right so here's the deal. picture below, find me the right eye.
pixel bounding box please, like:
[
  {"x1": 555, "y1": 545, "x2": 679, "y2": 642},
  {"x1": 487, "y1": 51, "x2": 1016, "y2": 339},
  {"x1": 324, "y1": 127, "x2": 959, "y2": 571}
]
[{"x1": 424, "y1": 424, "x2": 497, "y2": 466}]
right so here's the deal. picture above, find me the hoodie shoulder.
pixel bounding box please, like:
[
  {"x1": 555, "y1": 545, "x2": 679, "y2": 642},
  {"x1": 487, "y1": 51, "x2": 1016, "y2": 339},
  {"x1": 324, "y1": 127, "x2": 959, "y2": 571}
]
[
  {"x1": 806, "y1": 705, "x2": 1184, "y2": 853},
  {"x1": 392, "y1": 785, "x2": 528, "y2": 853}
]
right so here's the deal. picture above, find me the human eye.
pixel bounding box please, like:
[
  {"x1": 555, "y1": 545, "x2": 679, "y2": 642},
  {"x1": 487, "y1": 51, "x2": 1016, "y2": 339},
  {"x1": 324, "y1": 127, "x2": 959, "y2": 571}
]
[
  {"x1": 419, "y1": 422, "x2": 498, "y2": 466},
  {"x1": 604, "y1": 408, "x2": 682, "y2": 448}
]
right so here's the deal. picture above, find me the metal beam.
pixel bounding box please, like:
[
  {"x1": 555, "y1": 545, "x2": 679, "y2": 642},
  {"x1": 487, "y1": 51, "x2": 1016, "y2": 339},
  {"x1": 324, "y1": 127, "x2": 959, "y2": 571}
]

_ _ _ _

— WHAT TO WORK ON —
Whatever the number of entries above, each one is to be copied exactly.

— EXERCISE RESULT —
right so here's the deal. picture below, find me the right eye.
pixel bounding box please, like:
[
  {"x1": 555, "y1": 545, "x2": 679, "y2": 642},
  {"x1": 487, "y1": 51, "x2": 1016, "y2": 339},
  {"x1": 324, "y1": 127, "x2": 959, "y2": 571}
]
[{"x1": 424, "y1": 424, "x2": 497, "y2": 466}]
right so here's the deal. picture above, find me the hoodie shoulder.
pixel bounding box please, like:
[
  {"x1": 555, "y1": 545, "x2": 679, "y2": 642},
  {"x1": 487, "y1": 51, "x2": 1016, "y2": 339},
  {"x1": 324, "y1": 127, "x2": 959, "y2": 571}
]
[
  {"x1": 806, "y1": 705, "x2": 1184, "y2": 853},
  {"x1": 392, "y1": 785, "x2": 528, "y2": 853}
]
right so here's the deal. picture above, find me the human eye.
pixel bounding box please, like:
[
  {"x1": 555, "y1": 545, "x2": 679, "y2": 642},
  {"x1": 487, "y1": 51, "x2": 1016, "y2": 339},
  {"x1": 324, "y1": 127, "x2": 959, "y2": 571}
]
[
  {"x1": 419, "y1": 422, "x2": 498, "y2": 466},
  {"x1": 604, "y1": 408, "x2": 682, "y2": 448}
]
right so here's the deal. picture above, find me the metal beam.
pixel bounding box please, like:
[
  {"x1": 555, "y1": 545, "x2": 679, "y2": 642},
  {"x1": 487, "y1": 51, "x2": 1016, "y2": 339},
  {"x1": 324, "y1": 127, "x2": 959, "y2": 571}
]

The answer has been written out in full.